• [Objective]:
Format each of the lines below as one string in a JSON list, and omit any blank lines.

• [Data lines]:
——

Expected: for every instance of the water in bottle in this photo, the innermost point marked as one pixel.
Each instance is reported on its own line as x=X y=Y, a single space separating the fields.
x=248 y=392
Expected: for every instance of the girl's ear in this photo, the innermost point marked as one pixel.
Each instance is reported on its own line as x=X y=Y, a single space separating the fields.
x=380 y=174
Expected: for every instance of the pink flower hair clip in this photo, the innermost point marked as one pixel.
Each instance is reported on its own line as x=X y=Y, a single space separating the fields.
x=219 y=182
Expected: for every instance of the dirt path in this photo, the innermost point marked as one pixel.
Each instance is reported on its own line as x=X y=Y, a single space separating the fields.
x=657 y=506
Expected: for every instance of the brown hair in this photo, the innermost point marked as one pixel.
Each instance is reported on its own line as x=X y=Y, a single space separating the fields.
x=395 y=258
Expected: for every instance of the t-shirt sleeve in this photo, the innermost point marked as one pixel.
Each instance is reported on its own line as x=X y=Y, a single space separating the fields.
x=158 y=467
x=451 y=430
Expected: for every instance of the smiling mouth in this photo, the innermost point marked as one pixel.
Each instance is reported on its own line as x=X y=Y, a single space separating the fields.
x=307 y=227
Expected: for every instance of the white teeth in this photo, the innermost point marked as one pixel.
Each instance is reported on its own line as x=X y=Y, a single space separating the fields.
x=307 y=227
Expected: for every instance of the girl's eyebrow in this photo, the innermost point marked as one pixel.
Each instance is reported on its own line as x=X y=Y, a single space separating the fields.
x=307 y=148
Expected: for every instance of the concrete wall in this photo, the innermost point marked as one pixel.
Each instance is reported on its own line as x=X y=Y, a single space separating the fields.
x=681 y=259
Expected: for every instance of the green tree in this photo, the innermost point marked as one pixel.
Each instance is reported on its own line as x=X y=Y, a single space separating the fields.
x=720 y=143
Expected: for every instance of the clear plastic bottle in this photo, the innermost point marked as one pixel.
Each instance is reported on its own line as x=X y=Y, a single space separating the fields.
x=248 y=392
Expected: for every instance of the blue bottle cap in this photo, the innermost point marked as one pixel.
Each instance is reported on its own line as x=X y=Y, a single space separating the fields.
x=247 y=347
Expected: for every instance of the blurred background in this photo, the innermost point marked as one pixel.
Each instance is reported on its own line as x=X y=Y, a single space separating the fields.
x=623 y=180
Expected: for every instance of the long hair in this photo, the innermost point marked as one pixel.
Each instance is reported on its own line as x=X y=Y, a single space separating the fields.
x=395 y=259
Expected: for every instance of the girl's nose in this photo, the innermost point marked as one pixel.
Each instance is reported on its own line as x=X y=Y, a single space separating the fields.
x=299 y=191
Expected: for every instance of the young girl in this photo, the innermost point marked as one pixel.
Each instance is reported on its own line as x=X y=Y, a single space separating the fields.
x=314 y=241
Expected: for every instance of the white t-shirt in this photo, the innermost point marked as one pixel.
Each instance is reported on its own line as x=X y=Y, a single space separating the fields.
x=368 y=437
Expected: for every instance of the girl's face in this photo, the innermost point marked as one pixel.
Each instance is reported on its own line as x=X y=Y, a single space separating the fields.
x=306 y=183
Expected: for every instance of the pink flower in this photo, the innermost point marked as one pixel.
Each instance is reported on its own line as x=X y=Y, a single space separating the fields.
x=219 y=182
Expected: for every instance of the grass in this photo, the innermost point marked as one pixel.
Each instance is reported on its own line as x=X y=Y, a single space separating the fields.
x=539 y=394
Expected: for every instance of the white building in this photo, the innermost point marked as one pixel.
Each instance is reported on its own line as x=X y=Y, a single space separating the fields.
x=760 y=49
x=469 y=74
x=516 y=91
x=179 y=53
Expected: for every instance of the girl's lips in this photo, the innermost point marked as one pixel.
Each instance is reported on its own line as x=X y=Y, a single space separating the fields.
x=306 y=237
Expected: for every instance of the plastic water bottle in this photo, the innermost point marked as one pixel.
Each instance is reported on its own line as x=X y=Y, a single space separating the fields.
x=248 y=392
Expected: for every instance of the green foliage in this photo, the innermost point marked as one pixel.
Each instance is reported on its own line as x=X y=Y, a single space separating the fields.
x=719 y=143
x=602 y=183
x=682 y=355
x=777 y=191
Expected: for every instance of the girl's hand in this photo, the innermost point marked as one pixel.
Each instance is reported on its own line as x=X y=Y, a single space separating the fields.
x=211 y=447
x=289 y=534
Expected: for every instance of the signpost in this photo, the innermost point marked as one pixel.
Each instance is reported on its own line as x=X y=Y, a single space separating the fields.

——

• [Task output]:
[
  "Expected: for every instance of the water in bottle in this photo, the innermost point marked as one pixel.",
  "Each instance is reported on its own line as x=X y=Y, a single space separating the fields.",
  "x=248 y=392",
  "Expected: for every instance of the girl's ear in this photo, the innermost point marked as one pixel.",
  "Each instance is reported on its own line as x=X y=Y, a single space separating the fields.",
  "x=380 y=174",
  "Expected: for every instance of the pink flower hair clip in this photo, the innermost point marked as one pixel.",
  "Each instance is reported on its own line as x=X y=Y, a single space separating the fields.",
  "x=219 y=182",
  "Expected: for every instance of the dirt path in this photo, the innermost point marked as one pixel.",
  "Each instance is reported on its own line as x=X y=Y, a single space separating the fields.",
  "x=657 y=506",
  "Expected: for every instance of the brown hair in this photo, the innermost point marked as one pixel.",
  "Each instance is reported on its own line as x=X y=Y, a single space separating the fields.",
  "x=395 y=258",
  "Expected: for every instance of the t-shirt sleeve in this photo, the innermost point marked as one pixel.",
  "Each instance is reported on its own line as x=X y=Y, a single space separating the fields.",
  "x=158 y=467",
  "x=451 y=430",
  "Expected: for every instance of the smiling mouth in this photo, the innermost point marked as one pixel.",
  "Each instance is reported on its own line as x=X y=Y, a single space separating the fields.",
  "x=307 y=227",
  "Expected: for every instance of the white teeth in this photo, the innermost point marked as one pixel.",
  "Each instance is reported on its own line as x=X y=Y, a single space separating the fields.",
  "x=307 y=227",
  "Expected: for every instance of the girl's eyebrow in this photo, the innermost point marked as one pixel.",
  "Each instance is reported on its own line as x=X y=Y, a single space separating the fields.",
  "x=307 y=148",
  "Expected: for every instance of the concrete wall in this photo, the innermost point marked as one pixel.",
  "Each instance is reported on its own line as x=X y=Y, a single space separating the fields.",
  "x=681 y=259",
  "Expected: for every instance of the green tree in this photo, the innermost point marked as one pixel.",
  "Each instance is reported on its own line as x=X y=Y, a single space separating the fields.",
  "x=720 y=143",
  "Expected: for every instance of the clear plastic bottle in this photo, the innermost point marked as one pixel.",
  "Each instance is reported on its own line as x=X y=Y, a single space separating the fields.",
  "x=248 y=392",
  "Expected: for every instance of the blue bottle cap in this photo, the innermost point marked as one pixel.",
  "Each instance is reported on its own line as x=X y=Y, a single space separating the fields.",
  "x=247 y=347",
  "Expected: for every instance of the blurred background in this photo, the innermost point marked as one pixel.",
  "Each instance is reported on its own line as x=X y=Y, a single space separating the fields.",
  "x=623 y=180",
  "Expected: for every instance of the long hair in this photo, the innermost point marked as one pixel.",
  "Each instance is reported on its own line as x=X y=Y, a single space separating the fields.",
  "x=395 y=259",
  "Expected: for every instance of the girl's nose in this photo, the innermost point marked as one pixel.",
  "Each instance is reported on its own line as x=X y=Y, a single space separating the fields.",
  "x=299 y=191",
  "Expected: for every instance of the young girl in this photo, the innermost point marked as one pixel.",
  "Each instance is reported on its own line as x=X y=Y, a single space separating the fields.",
  "x=314 y=241",
  "Expected: for every instance of the white t-shirt in this photo, the innermost point marked as one pixel.",
  "Each instance is reported on its own line as x=X y=Y, a single space separating the fields.",
  "x=368 y=437",
  "Expected: for every instance of the girl's face in this photo, the innermost point marked as one pixel.",
  "Each instance is reported on its own line as x=X y=Y, a single space separating the fields.",
  "x=306 y=183",
  "Expected: for every instance of the pink flower in this photo, the innermost point marked as one pixel.",
  "Each instance is reported on its own line as x=X y=Y, a single space separating the fields.",
  "x=219 y=182",
  "Expected: for every instance of the grass in this photo, the innermost point marked as one pixel.",
  "Each instance is reported on its own line as x=X y=Y, a single space separating the fields.",
  "x=539 y=394",
  "Expected: for every instance of the white building in this photo, the innermost point marked as one pixel.",
  "Each instance is reported on its own line as x=X y=Y, a single space separating the fields.",
  "x=760 y=49",
  "x=469 y=74",
  "x=516 y=91",
  "x=179 y=53",
  "Expected: for every instance of the girl's lips in this photo, the innermost point marked as one pixel.",
  "Each instance is reported on its own line as x=X y=Y, a single space separating the fields.",
  "x=306 y=237",
  "Expected: for every instance of the plastic water bottle in this photo, the innermost point marked as one pixel.",
  "Each instance is reported on its own line as x=X y=Y, a single space separating the fields.",
  "x=248 y=392",
  "Expected: for every instance of the green foliage in this photo, the innermost point marked as one pixel.",
  "Each instance is reported on its own line as x=X y=Y, a single space separating the fields.",
  "x=719 y=143",
  "x=602 y=183",
  "x=682 y=355",
  "x=777 y=191",
  "Expected: for every instance of the girl's hand in this photo, the innermost point marked as one pixel.",
  "Each instance is reported on its own line as x=X y=Y, a single space separating the fields.",
  "x=211 y=447",
  "x=289 y=534",
  "Expected: for every instance of the signpost in this photo, the innermost point marked as one pixel.",
  "Each instance is reported on its own line as x=X y=Y, a single space separating the fields."
]